REQUIREMENT
Return the following lines without any changes.

[Begin MATERIAL PROVIDED]

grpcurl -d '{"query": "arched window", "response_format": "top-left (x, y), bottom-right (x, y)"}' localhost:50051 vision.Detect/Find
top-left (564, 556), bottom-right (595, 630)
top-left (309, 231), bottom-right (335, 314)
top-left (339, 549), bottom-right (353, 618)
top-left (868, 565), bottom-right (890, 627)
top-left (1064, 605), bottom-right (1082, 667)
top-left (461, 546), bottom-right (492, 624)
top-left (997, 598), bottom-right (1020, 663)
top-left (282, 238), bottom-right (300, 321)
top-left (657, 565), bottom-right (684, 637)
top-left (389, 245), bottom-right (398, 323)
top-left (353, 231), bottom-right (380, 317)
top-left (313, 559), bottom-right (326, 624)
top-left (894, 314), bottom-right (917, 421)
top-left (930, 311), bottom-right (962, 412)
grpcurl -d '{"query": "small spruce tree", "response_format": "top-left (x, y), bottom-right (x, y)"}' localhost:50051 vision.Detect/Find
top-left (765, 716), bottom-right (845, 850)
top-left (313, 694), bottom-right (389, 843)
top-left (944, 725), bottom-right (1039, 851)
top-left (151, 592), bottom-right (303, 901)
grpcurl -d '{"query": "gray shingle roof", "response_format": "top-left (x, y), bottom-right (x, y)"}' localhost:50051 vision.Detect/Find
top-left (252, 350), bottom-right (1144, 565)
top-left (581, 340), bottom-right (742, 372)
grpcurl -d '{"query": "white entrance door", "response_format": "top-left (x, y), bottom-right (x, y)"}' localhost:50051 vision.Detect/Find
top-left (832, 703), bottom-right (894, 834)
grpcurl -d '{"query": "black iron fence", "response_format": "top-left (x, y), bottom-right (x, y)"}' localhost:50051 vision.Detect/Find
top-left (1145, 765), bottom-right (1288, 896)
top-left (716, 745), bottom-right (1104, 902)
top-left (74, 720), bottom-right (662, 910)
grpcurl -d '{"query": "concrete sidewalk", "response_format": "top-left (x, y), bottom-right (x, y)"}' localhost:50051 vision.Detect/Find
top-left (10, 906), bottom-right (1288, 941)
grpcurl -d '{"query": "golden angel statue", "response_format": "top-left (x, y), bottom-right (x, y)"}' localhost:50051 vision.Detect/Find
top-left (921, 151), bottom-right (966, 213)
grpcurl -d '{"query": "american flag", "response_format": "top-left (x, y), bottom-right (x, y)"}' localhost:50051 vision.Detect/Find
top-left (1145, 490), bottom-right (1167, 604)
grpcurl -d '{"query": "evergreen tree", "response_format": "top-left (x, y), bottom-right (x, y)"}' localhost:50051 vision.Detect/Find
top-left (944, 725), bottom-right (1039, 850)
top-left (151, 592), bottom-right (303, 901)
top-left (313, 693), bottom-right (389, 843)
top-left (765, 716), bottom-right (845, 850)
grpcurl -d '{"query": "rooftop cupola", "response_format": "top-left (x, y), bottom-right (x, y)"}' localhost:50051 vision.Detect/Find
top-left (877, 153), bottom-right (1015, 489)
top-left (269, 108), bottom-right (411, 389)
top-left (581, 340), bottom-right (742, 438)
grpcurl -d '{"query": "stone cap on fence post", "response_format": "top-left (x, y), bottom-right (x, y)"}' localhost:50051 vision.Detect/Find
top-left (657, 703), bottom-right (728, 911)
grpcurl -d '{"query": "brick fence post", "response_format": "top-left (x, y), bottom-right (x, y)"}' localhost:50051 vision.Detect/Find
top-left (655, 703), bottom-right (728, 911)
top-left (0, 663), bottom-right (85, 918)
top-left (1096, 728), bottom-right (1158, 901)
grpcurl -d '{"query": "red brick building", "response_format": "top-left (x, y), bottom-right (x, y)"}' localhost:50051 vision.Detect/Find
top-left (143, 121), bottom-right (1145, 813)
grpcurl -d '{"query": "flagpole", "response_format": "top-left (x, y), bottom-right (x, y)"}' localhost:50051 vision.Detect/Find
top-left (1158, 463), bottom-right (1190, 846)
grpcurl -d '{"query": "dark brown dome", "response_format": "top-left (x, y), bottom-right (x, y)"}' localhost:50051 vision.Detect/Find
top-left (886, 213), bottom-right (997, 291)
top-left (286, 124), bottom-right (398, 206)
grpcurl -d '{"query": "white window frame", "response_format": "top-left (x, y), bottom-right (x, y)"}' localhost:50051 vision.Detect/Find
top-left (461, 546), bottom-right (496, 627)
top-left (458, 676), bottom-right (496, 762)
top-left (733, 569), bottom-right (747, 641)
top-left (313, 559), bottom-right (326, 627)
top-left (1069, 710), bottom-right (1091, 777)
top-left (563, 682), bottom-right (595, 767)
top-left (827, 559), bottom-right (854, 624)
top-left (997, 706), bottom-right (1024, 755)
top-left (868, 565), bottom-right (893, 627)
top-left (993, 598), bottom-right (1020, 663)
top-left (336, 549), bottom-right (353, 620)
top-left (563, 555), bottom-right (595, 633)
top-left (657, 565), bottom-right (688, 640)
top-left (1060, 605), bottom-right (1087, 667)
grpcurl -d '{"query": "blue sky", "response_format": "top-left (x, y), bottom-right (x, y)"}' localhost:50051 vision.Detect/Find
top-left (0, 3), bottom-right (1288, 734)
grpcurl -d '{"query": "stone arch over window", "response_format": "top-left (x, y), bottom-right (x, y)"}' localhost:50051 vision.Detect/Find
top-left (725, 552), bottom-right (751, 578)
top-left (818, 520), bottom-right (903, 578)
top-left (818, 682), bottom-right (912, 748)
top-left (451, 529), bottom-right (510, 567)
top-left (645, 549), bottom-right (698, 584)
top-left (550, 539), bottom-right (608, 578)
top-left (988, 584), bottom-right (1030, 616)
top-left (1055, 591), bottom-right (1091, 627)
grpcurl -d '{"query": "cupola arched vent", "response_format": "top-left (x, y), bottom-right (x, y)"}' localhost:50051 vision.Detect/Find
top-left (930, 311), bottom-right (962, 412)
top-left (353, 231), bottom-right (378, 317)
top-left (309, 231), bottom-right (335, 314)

[End MATERIAL PROVIDED]

SOLUTION FOR THIS PROBLEM
grpcurl -d '{"query": "arched window", "response_format": "top-left (x, y), bottom-right (x, y)"}' localhost:50051 vision.Detect/Find
top-left (564, 556), bottom-right (595, 630)
top-left (309, 231), bottom-right (335, 314)
top-left (339, 549), bottom-right (353, 618)
top-left (868, 565), bottom-right (890, 627)
top-left (1064, 605), bottom-right (1082, 667)
top-left (461, 546), bottom-right (492, 624)
top-left (997, 598), bottom-right (1020, 663)
top-left (282, 238), bottom-right (300, 321)
top-left (657, 565), bottom-right (684, 637)
top-left (389, 245), bottom-right (398, 323)
top-left (353, 231), bottom-right (380, 317)
top-left (313, 559), bottom-right (326, 624)
top-left (894, 314), bottom-right (917, 421)
top-left (930, 311), bottom-right (962, 412)
grpcurl -d '{"query": "small spruce tree", "response_format": "top-left (x, y), bottom-right (x, y)"}' localhost:50051 vision.Detect/Find
top-left (765, 716), bottom-right (845, 850)
top-left (313, 694), bottom-right (389, 843)
top-left (944, 725), bottom-right (1039, 851)
top-left (151, 592), bottom-right (303, 901)
grpcurl -d '{"query": "gray shingle roof", "response_format": "top-left (x, y), bottom-right (x, y)"}' localhost:50051 vision.Detect/Find
top-left (252, 350), bottom-right (1144, 565)
top-left (581, 340), bottom-right (742, 372)
grpcurl -d '{"query": "white entrance door", "response_format": "top-left (x, y), bottom-right (x, y)"}' localhost:50051 vision.Detect/Find
top-left (832, 703), bottom-right (894, 834)
grpcurl -d '{"query": "black iron fence", "response_format": "top-left (x, y), bottom-right (x, y)"}' localhost:50051 vision.Detect/Find
top-left (1145, 765), bottom-right (1288, 896)
top-left (716, 745), bottom-right (1104, 902)
top-left (74, 720), bottom-right (662, 910)
grpcurl -d '{"query": "concrete sidewalk", "response_format": "top-left (x, y), bottom-right (x, y)"}' localhost:50051 vision.Detect/Find
top-left (10, 906), bottom-right (1288, 941)
grpcurl -d '{"query": "golden angel statue", "response_format": "top-left (x, y), bottom-right (x, y)"}' localhost:50051 vision.Detect/Find
top-left (921, 151), bottom-right (966, 213)
grpcurl -d '{"query": "american flag", "response_format": "top-left (x, y), bottom-right (x, y)"}' localhost:50051 vision.Detect/Find
top-left (1145, 490), bottom-right (1167, 604)
grpcurl -d '{"query": "evergreen tree", "response_format": "top-left (x, y), bottom-right (x, y)"}' localhost:50051 vision.Detect/Find
top-left (944, 725), bottom-right (1039, 850)
top-left (151, 592), bottom-right (303, 901)
top-left (313, 693), bottom-right (389, 843)
top-left (765, 716), bottom-right (845, 850)
grpcurl -d '{"query": "rooftop cupola", "response_format": "top-left (x, y), bottom-right (x, y)"}' localhost:50051 vision.Detect/Find
top-left (877, 153), bottom-right (1015, 489)
top-left (269, 108), bottom-right (411, 389)
top-left (581, 340), bottom-right (742, 438)
grpcurl -d '{"query": "stone cap on fence post", "response_format": "top-left (x, y), bottom-right (x, y)"}' localhost:50051 vision.Detect/Find
top-left (657, 703), bottom-right (728, 911)
grpcurl -d '{"query": "brick fence post", "response_format": "top-left (x, y), bottom-right (x, y)"}' localhost:50051 vision.Detect/Find
top-left (655, 703), bottom-right (728, 911)
top-left (0, 663), bottom-right (85, 918)
top-left (1096, 728), bottom-right (1158, 901)
grpcurl -d '{"query": "red brick building", "response_format": "top-left (x, y), bottom-right (x, y)"}' localhost:50051 vision.Detect/Find
top-left (143, 121), bottom-right (1145, 813)
grpcurl -d '{"query": "flagpole", "response_format": "top-left (x, y), bottom-right (x, y)"}' localhost:50051 vision.Detect/Find
top-left (1158, 463), bottom-right (1190, 846)
grpcurl -d '{"query": "dark brown dome", "response_format": "top-left (x, y), bottom-right (x, y)"}' localhost:50051 vision.Detect/Find
top-left (886, 213), bottom-right (997, 291)
top-left (286, 124), bottom-right (398, 206)
grpcurl -d '{"query": "white window frame", "response_format": "top-left (x, y), bottom-right (x, y)"}' localhost:50051 vision.Detect/Find
top-left (461, 546), bottom-right (496, 627)
top-left (458, 676), bottom-right (496, 762)
top-left (733, 569), bottom-right (747, 641)
top-left (313, 559), bottom-right (326, 627)
top-left (1069, 710), bottom-right (1091, 777)
top-left (563, 682), bottom-right (595, 767)
top-left (827, 559), bottom-right (854, 624)
top-left (997, 706), bottom-right (1024, 755)
top-left (868, 565), bottom-right (893, 627)
top-left (993, 598), bottom-right (1020, 663)
top-left (336, 549), bottom-right (353, 620)
top-left (563, 555), bottom-right (595, 633)
top-left (657, 565), bottom-right (688, 640)
top-left (1060, 605), bottom-right (1087, 667)
grpcurl -d '{"query": "blue sky", "response_format": "top-left (x, y), bottom-right (x, y)"}' localhost:50051 vision.Detect/Find
top-left (0, 3), bottom-right (1288, 734)
grpcurl -d '{"query": "stone arch over window", "response_format": "top-left (x, y), bottom-right (x, y)"}' localhost:50051 vision.Detect/Find
top-left (725, 552), bottom-right (751, 578)
top-left (818, 520), bottom-right (903, 578)
top-left (818, 682), bottom-right (912, 748)
top-left (451, 529), bottom-right (510, 567)
top-left (645, 549), bottom-right (698, 584)
top-left (550, 539), bottom-right (608, 578)
top-left (988, 584), bottom-right (1030, 616)
top-left (1055, 591), bottom-right (1091, 627)
grpcurl -d '{"query": "cupola arched vent", "response_format": "top-left (x, y), bottom-right (x, y)"}' localhost:50051 vision.Detect/Find
top-left (930, 311), bottom-right (962, 412)
top-left (353, 231), bottom-right (378, 317)
top-left (309, 231), bottom-right (335, 314)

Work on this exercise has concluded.